▶ **What to do**:
Write out the entries verbatim and leave the images out of the copy.

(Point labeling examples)
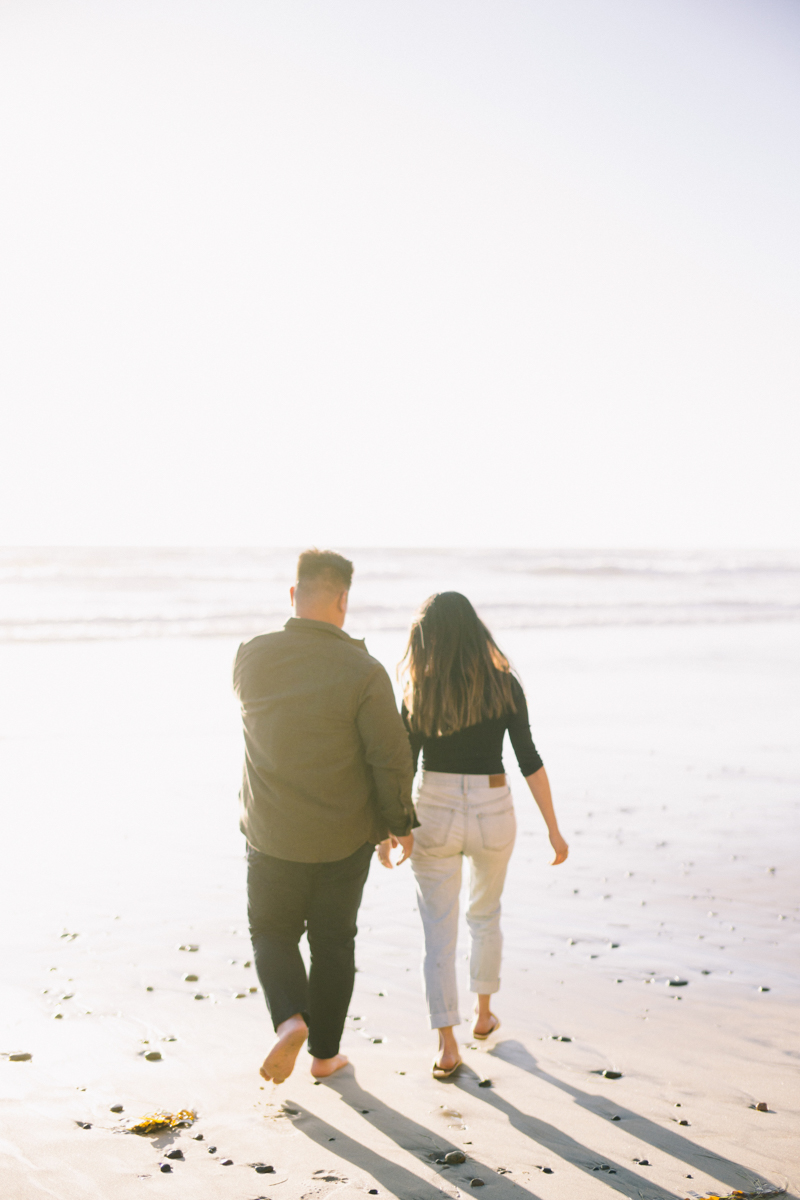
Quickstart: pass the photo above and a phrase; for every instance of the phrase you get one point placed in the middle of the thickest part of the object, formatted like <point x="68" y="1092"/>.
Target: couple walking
<point x="329" y="772"/>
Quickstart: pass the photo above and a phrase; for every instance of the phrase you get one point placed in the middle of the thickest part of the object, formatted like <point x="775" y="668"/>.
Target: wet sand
<point x="675" y="766"/>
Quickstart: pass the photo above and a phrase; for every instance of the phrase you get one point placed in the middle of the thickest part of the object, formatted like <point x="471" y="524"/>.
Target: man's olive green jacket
<point x="328" y="763"/>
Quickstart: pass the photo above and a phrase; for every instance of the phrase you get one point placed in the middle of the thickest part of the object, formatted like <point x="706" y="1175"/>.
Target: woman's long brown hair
<point x="455" y="675"/>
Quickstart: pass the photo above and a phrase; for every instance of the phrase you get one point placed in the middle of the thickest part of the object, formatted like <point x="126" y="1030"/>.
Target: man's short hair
<point x="323" y="570"/>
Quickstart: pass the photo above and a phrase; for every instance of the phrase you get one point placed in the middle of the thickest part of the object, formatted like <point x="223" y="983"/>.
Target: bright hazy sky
<point x="513" y="273"/>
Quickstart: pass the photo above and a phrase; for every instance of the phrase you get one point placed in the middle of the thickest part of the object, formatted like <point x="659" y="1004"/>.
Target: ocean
<point x="112" y="593"/>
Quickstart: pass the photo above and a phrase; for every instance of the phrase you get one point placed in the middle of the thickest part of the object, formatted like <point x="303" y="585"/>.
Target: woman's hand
<point x="559" y="846"/>
<point x="392" y="843"/>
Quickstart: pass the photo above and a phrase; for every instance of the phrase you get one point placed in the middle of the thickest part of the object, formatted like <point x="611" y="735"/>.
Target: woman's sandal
<point x="482" y="1037"/>
<point x="445" y="1072"/>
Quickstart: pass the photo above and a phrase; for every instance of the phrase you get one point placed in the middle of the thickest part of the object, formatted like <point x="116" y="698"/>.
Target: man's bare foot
<point x="280" y="1061"/>
<point x="322" y="1068"/>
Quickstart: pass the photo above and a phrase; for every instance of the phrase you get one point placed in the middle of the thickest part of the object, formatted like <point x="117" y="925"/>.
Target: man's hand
<point x="559" y="846"/>
<point x="392" y="843"/>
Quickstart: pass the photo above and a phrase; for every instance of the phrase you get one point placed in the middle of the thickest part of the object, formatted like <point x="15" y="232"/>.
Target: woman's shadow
<point x="422" y="1144"/>
<point x="671" y="1143"/>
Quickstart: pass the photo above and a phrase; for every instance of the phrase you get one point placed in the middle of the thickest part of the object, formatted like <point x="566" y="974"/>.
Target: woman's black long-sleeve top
<point x="477" y="749"/>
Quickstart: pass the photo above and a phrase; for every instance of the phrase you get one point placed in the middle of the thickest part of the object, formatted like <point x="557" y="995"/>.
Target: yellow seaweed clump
<point x="154" y="1122"/>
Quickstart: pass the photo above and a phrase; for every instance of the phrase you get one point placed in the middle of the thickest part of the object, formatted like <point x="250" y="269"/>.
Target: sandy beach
<point x="666" y="949"/>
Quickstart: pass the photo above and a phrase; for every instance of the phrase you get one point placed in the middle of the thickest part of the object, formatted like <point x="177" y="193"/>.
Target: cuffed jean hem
<point x="482" y="988"/>
<point x="439" y="1020"/>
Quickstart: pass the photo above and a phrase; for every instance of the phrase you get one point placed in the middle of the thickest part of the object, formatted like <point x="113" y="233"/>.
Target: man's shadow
<point x="419" y="1140"/>
<point x="734" y="1175"/>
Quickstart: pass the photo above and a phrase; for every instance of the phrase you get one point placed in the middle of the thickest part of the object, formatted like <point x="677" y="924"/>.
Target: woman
<point x="461" y="697"/>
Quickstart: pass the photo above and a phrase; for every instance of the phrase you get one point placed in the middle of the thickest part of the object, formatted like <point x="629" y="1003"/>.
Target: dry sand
<point x="674" y="757"/>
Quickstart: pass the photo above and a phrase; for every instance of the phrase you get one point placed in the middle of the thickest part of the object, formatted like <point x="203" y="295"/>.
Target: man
<point x="328" y="775"/>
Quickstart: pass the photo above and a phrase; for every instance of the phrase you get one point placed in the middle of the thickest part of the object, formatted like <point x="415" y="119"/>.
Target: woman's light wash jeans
<point x="461" y="816"/>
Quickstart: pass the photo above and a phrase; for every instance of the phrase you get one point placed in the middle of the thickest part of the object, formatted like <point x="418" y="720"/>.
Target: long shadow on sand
<point x="733" y="1175"/>
<point x="416" y="1139"/>
<point x="419" y="1140"/>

▶ **Completed task**:
Quickstart: pass the photo above and a phrase; for every instance of the phrase you get one point placed in the middle of the thickest part of the object, formatted like <point x="68" y="1092"/>.
Target: couple walking
<point x="329" y="772"/>
Quickstart: pass the photo above and a phrase; for every instance of the phrase you get one point placed in the middle of the thickest part of the object, formatted like <point x="775" y="668"/>.
Target: wet sand
<point x="675" y="766"/>
Quickstart: pass the photo above and a phrase; for every instance of the phrase you get one point placed in the middle of the thickest part of the object, formatted like <point x="471" y="524"/>.
Target: man's olive green jacket
<point x="328" y="763"/>
Quickstart: pass the photo above and a phrase; for every instance of the phrase you get one point placed in the middle of the thickest part of the object, formatted like <point x="706" y="1175"/>.
Target: woman's long brown hair
<point x="455" y="675"/>
Quickstart: pass the photo above and a phrase; for every instance of the phrase you get one point placed in the middle of the thickest part of the object, formatted like <point x="126" y="1030"/>.
Target: man's short hair
<point x="323" y="570"/>
Quickstart: pass the photo above and a phrase; for every instance of the phrase you get one point placed in the middle of the thickest part of the object, formatted like <point x="223" y="983"/>.
Target: bright hazy sky
<point x="513" y="273"/>
Quickstart: pass the photo above and a phrase; for every instance of the phrase you get one point placed in the middle of the thickest part of the object, formatted like <point x="659" y="1004"/>.
Target: ocean
<point x="112" y="593"/>
Quickstart: pass the photo above and a phrase; for every instance of the phrase you get one point placed in the middle of the thickest part of the object, formatted like <point x="303" y="585"/>.
Target: woman's hand
<point x="559" y="846"/>
<point x="392" y="843"/>
Quickstart: pass the photo above and a phrase; for every instance of the phrase you get one point placed in the middle of the thickest part of the object, formatted like <point x="611" y="735"/>.
Target: woman's sandal
<point x="482" y="1037"/>
<point x="445" y="1072"/>
Quickstart: pass the photo above and a phrase; for every instance of the phrase you get one point placed in the middle of the thickest part of the object, formatted like <point x="116" y="698"/>.
Target: man's bare foot
<point x="280" y="1061"/>
<point x="322" y="1068"/>
Quickstart: pass the photo above and a phrase; for every instance of the phrase you get one point placed in the middle of the thickest part of the object, formatted like <point x="117" y="925"/>.
Target: man's hand
<point x="559" y="846"/>
<point x="392" y="843"/>
Quickstart: pass the photo above and a phrase; for every instance of the phrase you get one point placed in the middle of the thickest part of the object, formatted like <point x="15" y="232"/>.
Target: woman's shadow
<point x="422" y="1144"/>
<point x="671" y="1143"/>
Quickstart: pass the photo above and a phrase; for every instance of the phrase you get one point placed in the middle of the thickest part of the object, formatted like <point x="566" y="974"/>.
Target: woman's black long-sleeve top
<point x="477" y="749"/>
Quickstart: pass the photo above and a phrase; for every instance of the phrase you get one point placed in the middle of the thickest part of the object, formatted like <point x="557" y="995"/>.
Target: yellow seaweed clump
<point x="154" y="1122"/>
Quickstart: pass the photo above and a phrase; for every instance of the phrase you get one point placed in the middle of the thickest part of the object, formatted like <point x="250" y="269"/>.
Target: sandy beach
<point x="666" y="949"/>
Quickstart: pass the photo above and a phrase; for every instance of the phrase you get one point placed in the middle of the thickest part of the object, formatted like <point x="177" y="193"/>.
Target: cuffed jean hem
<point x="482" y="988"/>
<point x="439" y="1020"/>
Quickstart: pass the photo above and a phrase; for every instance of the phrase you get one point placed in the middle of the thickest part of the object, formatted like <point x="113" y="233"/>.
Target: man's shadow
<point x="419" y="1140"/>
<point x="734" y="1175"/>
Quickstart: pass the photo above and a phrase; for every instance of the phrase you get one point placed in the middle of the thickest part of the object, formatted like <point x="677" y="924"/>.
Target: woman
<point x="461" y="697"/>
Quickstart: pass the photo above and a phrase; for every instance of the phrase you get one point placed in the middle of the thickest part of the object, formatted like <point x="629" y="1003"/>.
Target: dry sand
<point x="674" y="757"/>
Quickstart: pass the photo above and a phrase; for every instance of the phrase you get one point placed in the middle of the thickest part of the object, formatted like <point x="203" y="295"/>.
Target: man
<point x="328" y="775"/>
Quickstart: pass the photo above and a phrase; for every instance of the phrase you get one point placed in the middle of the thickest part of the object, formatted like <point x="415" y="119"/>.
Target: woman's light wash jeans
<point x="461" y="816"/>
Quickstart: pass the photo above and a phrase; for every instance of the phrase you get one point placed in the middle of the thickest part of the object, formatted like <point x="418" y="720"/>.
Target: long shadow on sand
<point x="733" y="1175"/>
<point x="416" y="1139"/>
<point x="419" y="1140"/>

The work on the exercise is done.